Items from a dataset
==============================
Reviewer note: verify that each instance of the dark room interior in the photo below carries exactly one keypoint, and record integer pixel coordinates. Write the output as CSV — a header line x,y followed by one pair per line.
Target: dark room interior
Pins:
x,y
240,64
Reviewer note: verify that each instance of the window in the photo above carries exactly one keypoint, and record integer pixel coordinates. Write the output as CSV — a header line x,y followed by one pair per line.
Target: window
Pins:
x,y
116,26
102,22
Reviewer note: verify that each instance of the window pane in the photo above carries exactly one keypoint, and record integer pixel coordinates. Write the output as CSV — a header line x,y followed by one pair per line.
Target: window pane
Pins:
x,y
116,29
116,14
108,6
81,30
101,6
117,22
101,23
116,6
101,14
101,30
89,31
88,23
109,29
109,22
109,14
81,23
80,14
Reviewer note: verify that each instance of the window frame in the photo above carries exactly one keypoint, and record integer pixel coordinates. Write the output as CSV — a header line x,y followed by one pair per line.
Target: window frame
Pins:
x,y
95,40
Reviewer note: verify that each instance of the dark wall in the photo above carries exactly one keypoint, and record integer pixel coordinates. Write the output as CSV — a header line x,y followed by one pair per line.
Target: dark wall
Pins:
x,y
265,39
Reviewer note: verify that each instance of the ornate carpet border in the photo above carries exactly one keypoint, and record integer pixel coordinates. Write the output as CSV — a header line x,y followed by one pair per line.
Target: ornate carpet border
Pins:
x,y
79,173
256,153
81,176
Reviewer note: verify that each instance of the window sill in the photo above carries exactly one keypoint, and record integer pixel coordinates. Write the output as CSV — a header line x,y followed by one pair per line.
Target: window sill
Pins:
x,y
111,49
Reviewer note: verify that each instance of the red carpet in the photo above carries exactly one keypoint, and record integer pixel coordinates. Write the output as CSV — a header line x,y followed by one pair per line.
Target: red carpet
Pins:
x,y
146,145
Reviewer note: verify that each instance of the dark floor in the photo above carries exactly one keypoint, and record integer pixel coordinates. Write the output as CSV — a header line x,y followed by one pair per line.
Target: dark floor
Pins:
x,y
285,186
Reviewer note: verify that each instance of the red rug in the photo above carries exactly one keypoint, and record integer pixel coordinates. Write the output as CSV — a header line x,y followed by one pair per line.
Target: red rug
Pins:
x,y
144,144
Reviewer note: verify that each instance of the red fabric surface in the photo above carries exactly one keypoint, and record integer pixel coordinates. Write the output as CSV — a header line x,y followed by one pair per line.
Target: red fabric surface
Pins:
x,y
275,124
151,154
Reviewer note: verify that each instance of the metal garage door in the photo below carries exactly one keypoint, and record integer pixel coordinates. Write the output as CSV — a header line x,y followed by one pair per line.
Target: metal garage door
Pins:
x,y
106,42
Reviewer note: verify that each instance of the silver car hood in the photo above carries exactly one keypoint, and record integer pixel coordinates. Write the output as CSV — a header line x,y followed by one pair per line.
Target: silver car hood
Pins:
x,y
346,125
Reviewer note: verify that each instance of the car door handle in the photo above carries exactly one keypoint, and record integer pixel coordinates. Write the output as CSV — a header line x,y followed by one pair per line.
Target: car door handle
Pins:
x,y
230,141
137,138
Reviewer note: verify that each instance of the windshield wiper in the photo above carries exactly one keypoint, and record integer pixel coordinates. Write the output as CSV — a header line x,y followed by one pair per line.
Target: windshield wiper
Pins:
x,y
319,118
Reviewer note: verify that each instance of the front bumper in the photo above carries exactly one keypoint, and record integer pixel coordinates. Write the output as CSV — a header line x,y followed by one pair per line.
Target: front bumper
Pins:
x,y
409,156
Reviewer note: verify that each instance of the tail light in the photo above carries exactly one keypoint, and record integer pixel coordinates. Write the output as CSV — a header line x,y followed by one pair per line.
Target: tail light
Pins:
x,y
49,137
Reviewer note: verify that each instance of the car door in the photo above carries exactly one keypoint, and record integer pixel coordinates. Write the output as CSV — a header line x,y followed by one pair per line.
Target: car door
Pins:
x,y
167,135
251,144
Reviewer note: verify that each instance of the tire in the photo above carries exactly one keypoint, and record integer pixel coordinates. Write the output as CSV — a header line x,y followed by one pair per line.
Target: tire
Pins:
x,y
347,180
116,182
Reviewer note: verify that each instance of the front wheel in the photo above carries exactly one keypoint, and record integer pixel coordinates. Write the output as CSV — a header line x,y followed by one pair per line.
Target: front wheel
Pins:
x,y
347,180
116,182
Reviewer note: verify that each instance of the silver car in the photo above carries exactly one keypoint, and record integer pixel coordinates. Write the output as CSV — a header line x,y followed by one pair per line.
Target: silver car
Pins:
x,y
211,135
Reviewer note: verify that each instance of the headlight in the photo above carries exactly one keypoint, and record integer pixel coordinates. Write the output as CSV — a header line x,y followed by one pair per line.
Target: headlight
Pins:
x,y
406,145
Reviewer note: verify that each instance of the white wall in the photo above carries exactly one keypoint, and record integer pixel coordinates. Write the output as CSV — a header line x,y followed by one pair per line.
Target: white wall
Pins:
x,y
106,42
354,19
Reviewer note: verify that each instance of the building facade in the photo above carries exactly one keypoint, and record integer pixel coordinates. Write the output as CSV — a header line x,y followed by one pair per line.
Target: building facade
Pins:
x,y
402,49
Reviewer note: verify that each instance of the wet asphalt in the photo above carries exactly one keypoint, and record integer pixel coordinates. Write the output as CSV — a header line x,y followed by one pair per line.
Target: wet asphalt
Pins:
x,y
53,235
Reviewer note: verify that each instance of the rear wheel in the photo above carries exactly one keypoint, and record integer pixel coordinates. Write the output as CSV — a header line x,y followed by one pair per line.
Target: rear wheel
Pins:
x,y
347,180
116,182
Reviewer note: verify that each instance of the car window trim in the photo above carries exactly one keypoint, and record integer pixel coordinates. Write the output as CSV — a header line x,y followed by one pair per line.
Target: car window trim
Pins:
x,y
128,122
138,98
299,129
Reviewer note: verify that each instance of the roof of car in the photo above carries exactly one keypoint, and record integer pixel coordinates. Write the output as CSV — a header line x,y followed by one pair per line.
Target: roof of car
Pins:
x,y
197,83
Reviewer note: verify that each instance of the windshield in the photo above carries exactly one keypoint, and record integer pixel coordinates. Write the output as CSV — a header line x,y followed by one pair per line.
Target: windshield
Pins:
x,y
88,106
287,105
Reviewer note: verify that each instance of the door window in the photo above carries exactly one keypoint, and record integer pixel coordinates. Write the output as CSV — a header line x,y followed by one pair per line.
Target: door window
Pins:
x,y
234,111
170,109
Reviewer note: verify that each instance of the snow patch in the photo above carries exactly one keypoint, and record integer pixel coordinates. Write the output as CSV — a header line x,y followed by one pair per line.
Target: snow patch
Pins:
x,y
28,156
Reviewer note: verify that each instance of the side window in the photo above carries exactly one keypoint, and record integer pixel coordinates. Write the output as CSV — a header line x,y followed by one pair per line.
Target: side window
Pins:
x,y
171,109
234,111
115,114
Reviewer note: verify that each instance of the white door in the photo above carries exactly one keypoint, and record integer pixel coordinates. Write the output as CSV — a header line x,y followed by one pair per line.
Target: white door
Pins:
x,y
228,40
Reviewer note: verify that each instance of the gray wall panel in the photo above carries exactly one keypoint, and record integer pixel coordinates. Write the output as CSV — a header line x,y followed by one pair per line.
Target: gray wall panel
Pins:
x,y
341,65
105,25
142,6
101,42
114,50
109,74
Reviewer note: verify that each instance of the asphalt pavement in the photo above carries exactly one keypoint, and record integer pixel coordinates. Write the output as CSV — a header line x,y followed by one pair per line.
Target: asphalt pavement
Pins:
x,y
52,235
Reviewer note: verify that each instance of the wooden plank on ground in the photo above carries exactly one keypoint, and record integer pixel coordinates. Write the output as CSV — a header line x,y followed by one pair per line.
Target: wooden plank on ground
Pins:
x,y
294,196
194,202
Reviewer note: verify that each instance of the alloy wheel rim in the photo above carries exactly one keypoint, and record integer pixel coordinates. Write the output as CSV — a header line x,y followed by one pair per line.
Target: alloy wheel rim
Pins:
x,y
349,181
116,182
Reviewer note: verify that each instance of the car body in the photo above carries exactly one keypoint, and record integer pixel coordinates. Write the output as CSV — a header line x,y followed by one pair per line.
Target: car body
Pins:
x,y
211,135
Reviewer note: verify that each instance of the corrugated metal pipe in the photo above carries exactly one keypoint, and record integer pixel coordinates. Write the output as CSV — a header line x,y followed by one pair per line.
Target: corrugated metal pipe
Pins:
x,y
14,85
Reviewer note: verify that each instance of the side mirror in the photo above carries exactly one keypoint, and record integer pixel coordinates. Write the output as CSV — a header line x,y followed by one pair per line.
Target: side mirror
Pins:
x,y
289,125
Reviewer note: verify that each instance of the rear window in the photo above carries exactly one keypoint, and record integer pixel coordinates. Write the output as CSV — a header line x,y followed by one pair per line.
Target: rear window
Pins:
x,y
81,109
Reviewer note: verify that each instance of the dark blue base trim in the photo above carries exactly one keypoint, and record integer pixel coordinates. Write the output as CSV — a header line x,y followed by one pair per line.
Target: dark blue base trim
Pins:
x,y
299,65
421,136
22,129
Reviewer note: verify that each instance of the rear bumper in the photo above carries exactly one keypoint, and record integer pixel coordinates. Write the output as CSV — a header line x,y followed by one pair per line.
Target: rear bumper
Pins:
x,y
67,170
==============================
→ INSTRUCTION
Repeat, without change, each line of the data above from the one that contains "Reviewer note: verify that each instance of the dark blue" through the final line, counting both.

→ SOLUTION
Reviewer note: verify that each instance of the dark blue base trim in the photo above carries exactly one keypoint, and record integer pixel coordinates. Write the output as CSV — a header line x,y followed by one pair per line.
Target: dark blue base trim
Pins:
x,y
299,65
421,136
22,129
Reviewer note: verify that each instance of the rear bumper in the photo above carries exactly one keypoint, and record integer pixel coordinates. Write the output as CSV — a header line x,y followed by one pair per line.
Target: rear bumper
Pins:
x,y
67,170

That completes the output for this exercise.